• _Task goal_
Print all records exactly, leaving nothing out.

Raw records
⟨
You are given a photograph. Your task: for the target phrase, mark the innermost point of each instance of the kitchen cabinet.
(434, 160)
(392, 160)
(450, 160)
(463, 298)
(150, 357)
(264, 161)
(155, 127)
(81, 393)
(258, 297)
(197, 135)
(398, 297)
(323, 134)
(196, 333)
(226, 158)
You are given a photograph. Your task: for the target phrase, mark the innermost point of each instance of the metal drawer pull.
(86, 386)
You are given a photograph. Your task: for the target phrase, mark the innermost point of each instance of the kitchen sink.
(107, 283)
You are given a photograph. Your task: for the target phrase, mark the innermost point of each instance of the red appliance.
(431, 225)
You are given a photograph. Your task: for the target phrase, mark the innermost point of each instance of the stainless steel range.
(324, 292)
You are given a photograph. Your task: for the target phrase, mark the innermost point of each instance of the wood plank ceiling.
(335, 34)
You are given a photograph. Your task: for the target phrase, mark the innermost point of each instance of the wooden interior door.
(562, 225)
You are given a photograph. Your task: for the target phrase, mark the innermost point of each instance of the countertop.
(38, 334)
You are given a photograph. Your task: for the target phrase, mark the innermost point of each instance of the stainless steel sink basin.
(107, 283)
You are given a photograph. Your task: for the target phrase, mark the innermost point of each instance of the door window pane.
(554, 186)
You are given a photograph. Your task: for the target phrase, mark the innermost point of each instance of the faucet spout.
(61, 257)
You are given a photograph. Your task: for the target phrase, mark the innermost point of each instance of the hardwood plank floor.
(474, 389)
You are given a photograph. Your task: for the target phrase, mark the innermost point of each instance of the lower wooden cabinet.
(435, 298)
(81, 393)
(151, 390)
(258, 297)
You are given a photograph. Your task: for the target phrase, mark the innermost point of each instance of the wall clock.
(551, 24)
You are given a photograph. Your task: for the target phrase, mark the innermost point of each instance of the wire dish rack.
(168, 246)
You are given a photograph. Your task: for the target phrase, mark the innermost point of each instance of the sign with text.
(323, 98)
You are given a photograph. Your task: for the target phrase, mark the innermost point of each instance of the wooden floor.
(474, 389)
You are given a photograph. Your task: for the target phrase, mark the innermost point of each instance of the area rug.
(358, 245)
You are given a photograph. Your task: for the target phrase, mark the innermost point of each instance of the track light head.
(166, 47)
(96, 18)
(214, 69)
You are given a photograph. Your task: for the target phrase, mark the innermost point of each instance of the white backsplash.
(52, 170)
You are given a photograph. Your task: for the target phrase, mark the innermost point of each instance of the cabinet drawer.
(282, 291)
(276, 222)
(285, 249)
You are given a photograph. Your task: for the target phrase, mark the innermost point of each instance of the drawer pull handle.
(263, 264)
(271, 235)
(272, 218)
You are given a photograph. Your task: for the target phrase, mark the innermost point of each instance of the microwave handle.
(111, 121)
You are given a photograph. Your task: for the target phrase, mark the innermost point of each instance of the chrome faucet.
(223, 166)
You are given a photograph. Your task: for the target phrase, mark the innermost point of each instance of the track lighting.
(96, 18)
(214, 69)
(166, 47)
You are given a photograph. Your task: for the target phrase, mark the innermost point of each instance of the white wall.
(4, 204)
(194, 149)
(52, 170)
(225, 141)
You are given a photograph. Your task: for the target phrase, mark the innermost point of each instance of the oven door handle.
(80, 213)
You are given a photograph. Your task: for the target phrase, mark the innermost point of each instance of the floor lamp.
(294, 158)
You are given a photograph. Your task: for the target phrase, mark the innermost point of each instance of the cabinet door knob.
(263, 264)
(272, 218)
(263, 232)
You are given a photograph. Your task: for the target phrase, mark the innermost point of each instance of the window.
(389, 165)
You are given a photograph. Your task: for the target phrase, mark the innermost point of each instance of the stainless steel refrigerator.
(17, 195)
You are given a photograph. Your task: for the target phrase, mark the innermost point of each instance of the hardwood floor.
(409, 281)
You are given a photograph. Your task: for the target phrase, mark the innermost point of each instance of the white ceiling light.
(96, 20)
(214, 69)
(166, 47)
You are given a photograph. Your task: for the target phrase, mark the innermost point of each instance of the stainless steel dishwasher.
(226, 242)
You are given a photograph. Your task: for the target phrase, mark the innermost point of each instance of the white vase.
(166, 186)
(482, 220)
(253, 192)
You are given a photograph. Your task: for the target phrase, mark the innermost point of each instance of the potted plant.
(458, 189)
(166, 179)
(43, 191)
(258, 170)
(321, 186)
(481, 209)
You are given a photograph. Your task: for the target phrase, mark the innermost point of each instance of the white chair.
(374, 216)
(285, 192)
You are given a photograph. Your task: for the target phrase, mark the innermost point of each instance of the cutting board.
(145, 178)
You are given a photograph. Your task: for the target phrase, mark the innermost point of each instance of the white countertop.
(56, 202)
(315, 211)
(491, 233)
⟩
• _Exercise solution_
You are given a photograph. Your task: for the target phrase, mark the innermost point of each instance of the kitchen cabinet.
(434, 160)
(392, 160)
(450, 160)
(463, 298)
(150, 357)
(264, 161)
(155, 127)
(81, 393)
(258, 297)
(197, 135)
(398, 297)
(323, 134)
(196, 333)
(226, 158)
You are given a photograph. Your task: for the target phrase, mark the innermost point of each instance of the metal drawer pull.
(86, 386)
You are given a photograph. Your task: for the target phrase, mark the innermost point of each instance of the kitchen sink.
(107, 283)
You are given a photograph. Your task: for the target phrase, mark the innermost point of each instance of the red appliance.
(431, 225)
You are given a photograph. Your task: for the target phrase, mark the innermost point of each instance of the stainless steel range.
(324, 292)
You are given a photograph. Your task: for the target phrase, mark the innermost point of each instance of the wood plank ceiling.
(335, 34)
You are given a photograph. Your task: for the target phrase, mark the innermost point of each instance of the wooden interior door.
(562, 225)
You are given a photograph. Your task: for the target phrase, mark the innermost point of each instance of the countertop.
(38, 334)
You are given a photograph. Your task: for the target phrase, mark the innermost point of each instance of the stainless steel sink basin.
(107, 283)
You are given a photograph. Your task: for the target phrase, mark the innermost point of each instance of the door window pane.
(554, 186)
You are given a photograph. Your task: for the target phrase, mark the innermost point of each instance of the faucet spout.
(61, 257)
You are given a photograph. Your task: for the target phrase, mark the innermost point of each instance of the hardwood plank floor.
(474, 389)
You are given a photograph. Your task: for the target phrase, mark the innermost point of each instance of the lower wooden cabinet.
(435, 298)
(81, 393)
(151, 390)
(258, 297)
You are given a photograph. Your task: for the target phrase, mark the innermost point of each instance of the wall clock.
(551, 24)
You are given a photograph. Your task: for the target phrase, mark the innermost point of each instance of the wire dish rack.
(168, 246)
You are given a photograph. Your task: for the target phrase, mark the innermost point of each instance of the sign with text.
(323, 98)
You are given a photograph. Your task: for the target phrase, mark the innermost point of each instance of the wooden floor.
(474, 389)
You are given a photograph. Your task: for the target phrase, mark the innermost point of each instance of the area rug.
(358, 245)
You are given a photograph. Your task: for the target phrase, mark the innermost point of each instance of the track light head.
(166, 47)
(96, 18)
(214, 69)
You are given a photograph. Your task: for the target phrase, mark the innermost point of each instance of the white backsplash.
(52, 170)
You are given a photograph. Your task: for the target phrase, mark the innermost point of each instance of the cabinet drawer.
(282, 291)
(276, 222)
(285, 249)
You are given a photograph. Your task: for the target phrase, mark the innermost point of each instance of the drawer pull handle.
(263, 264)
(271, 235)
(272, 218)
You are given a photograph. Your task: for the target phrase, mark the innermost point of each instance of the microwave handle.
(111, 121)
You are given a photograph. Your task: for the target phrase, mark the innermost point of each instance of the chrome faucet.
(223, 166)
You are given a photograph. Your task: for the target phrase, mark the innermost point of each instance of the track lighting.
(96, 18)
(214, 69)
(166, 47)
You are given a photograph. Your task: for the target phrase, mark the innermost point of each instance of the white wall.
(4, 204)
(194, 149)
(52, 170)
(225, 141)
You are given a photograph. Your task: for the target phrase, mark the innermost point of each instance of the oven door handle.
(80, 213)
You are given a photograph. Your task: for the target phrase, mark the innermost point of each instance of the floor lamp.
(294, 158)
You are given a photograph. Your task: for the target phrase, mark the innermost point of each instance of the cabinet door knob.
(263, 264)
(272, 218)
(263, 232)
You are given a photograph. Your task: for the target phrase, mark the innermost point of each instance of the window.
(389, 165)
You are given a photograph. Your task: for the target phrase, mark the innermost point of each instance of the stainless steel refrigerator.
(17, 195)
You are given a photograph. Your task: for the target phrase, mark the innermost point of each instance of the hardwood floor.
(409, 281)
You are given a photograph. Your task: for the target phrase, mark the innermost point of each instance of the white ceiling light.
(96, 20)
(214, 69)
(166, 47)
You are given a photograph. Your task: for the target phrase, mark the innermost point of each instance of the stainless steel dishwasher.
(226, 242)
You are given a photograph. Your task: for the target phrase, mark the innermost point of each instance of the white vase.
(166, 186)
(482, 220)
(253, 192)
You are given a photograph. Your task: for the target phrase, mark the innermost point of each instance of the potted plant.
(458, 189)
(166, 179)
(43, 191)
(258, 170)
(321, 186)
(481, 209)
You are given a photograph. Your task: for the target phrase, mark the innermost point of each instance of the white chair.
(374, 216)
(285, 192)
You are given a photograph. Your task: for the target phrase, mark the innermost point of each instance of the cutting board.
(145, 178)
You are given a photograph. Your task: for the target phrase, mark the innermost point of each instance of the white countertop.
(56, 202)
(315, 211)
(491, 233)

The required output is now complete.